TEXTE DE LA PAGE:
----

27 avril
Youssef Chahed refuse les 20% de la production pétrolière revendiquées par les protestataires de Tataouine
http://www.businessnews.com.tn/tataouine-youssef-chahed-refuse-les-20-de-la-production-petroliere-revendiquees-par-les-protestataires,520,71906,3
Le chef du gouvernement refuse catégoriquement les 20% de la production pétrolière que revendiquent les protestataires. Les manifestants ont revendiqué, entre autres, que 20% de la production pétrolière soit consacrée au développement dans la ville de Tataouine.
Le chef du gouvernement, qui annonçait ce matin des mesures en faveur de la région, a également refusé de voir de nouveau les protestataires au siège du gouvernorat à Tataouine. Il a mandaté pour les rencontrer les ministres des Affaires sociales et le ministre (Ennahdha) de l’Emploi.
27 avril
Tataouine : La tension est à son comble, Youssef Chahed évacué des locaux du gouvernorat
http://www.businessnews.com.tn/tataouine--la-tension-est-a-son-comble-youssef-chahed-evacue-des-locaux-du-gouvernorat,520,71891,3
La tension est à son comble en ce moment même à Tataouine. En visite ce jeudi 27 avril 2017 dans la région, le chef du gouvernement, Youssef Chahed, a dû être évacué des locaux du gouvernorat où il annonçait 64 mesures prises en faveur de la région.
Le chef du gouvernement a annoncé le recrutement, aujourd’hui même, de 500 jeunes de Tataouine dans une société environnementale avec une promesse d’employer 2 000 autres sur les prochains mois.
Les mesures annoncées par Youssef Chahed comprennent également le financement de plus de 1 000 projets, l’ouverture d’un concours pour le recrutement de cadres supérieurs à la SITEP, ainsi que de nombreuses mesures visant à améliorer les conditions agricoles dans la région, l’amélioration de l’infrastructure, des transports à travers notamment l’ouverture de l’aéroport de Remada aux vols civils.
Le chef du gouvernement a annoncé d’autres mesures pour la formation professionnelle, dans le domaine de la santé et notamment la réhabilitation et l’extension de l’hôpital de Tataouine, dans les domaines industriel, commercial, administratif et culturel ainsi que la préservation de l’environnement.
Ces mesures n’ont pas eu l’accueil escompté. Les manifestants de Kamour se sont rués sur le siège du gouvernorat appelant à l’escalade.
En ce moment toute la ville est en grève générale, les commerces sont fermés et des roues en feu bloquent les routes…
28 avril
Visite de Youssef Chahed à Tataouine à la tête d’une importante délégation ministérielle à Tataouine sous tension
http://lapresse.tn/component/nationals/?task=article&id=130076
Plus d’un mois après le début des protestations et des sit-in à Tataouine, le chef du gouvernement, Youssef Chahed, s’est rendu hier dans la ville accompagné d’une importante délégation ministérielle (l’Industrie, l’Environnement, les Domaines de l’Etat et les Affaires foncières, l’Equipement, l’Emploi, l’Energie, les Affaires sociales, l’Economie numérique, l’Investissement et bon nombre de conseillers).

----

EXTRAIT DES DONNÉES:
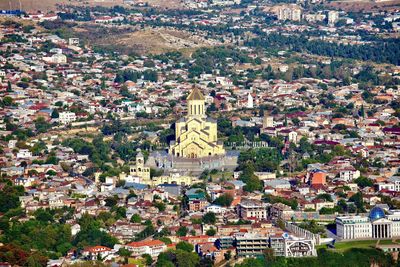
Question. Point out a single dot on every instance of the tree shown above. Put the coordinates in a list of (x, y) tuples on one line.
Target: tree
[(187, 259), (269, 254), (209, 218), (111, 201), (159, 205), (123, 252), (185, 246), (182, 231), (136, 218), (166, 240), (364, 182), (228, 255), (211, 232), (55, 114), (41, 125), (9, 87), (149, 260), (7, 101)]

----

Modifiez le texte sur Tataouine depuis les mots « Les mesures annoncées » jusqu'aux mots « préservation de l’environnement. » inclus, en y remplaçant « concours » par « appel à candidatures ». Les données ne servent pas ici.

Les mesures annoncées par Youssef Chahed comprennent également le financement de plus de 1 000 projets, l’ouverture d’un appel à candidatures pour le recrutement de cadres supérieurs à la SITEP, ainsi que de nombreuses mesures visant à améliorer les conditions agricoles dans la région, l’amélioration de l’infrastructure, des transports à travers notamment l’ouverture de l’aéroport de Remada aux vols civils.
Le chef du gouvernement a annoncé d’autres mesures pour la formation professionnelle, dans le domaine de la santé et notamment la réhabilitation et l’extension de l’hôpital de Tataouine, dans les domaines industriel, commercial, administratif et culturel ainsi que la préservation de l’environnement.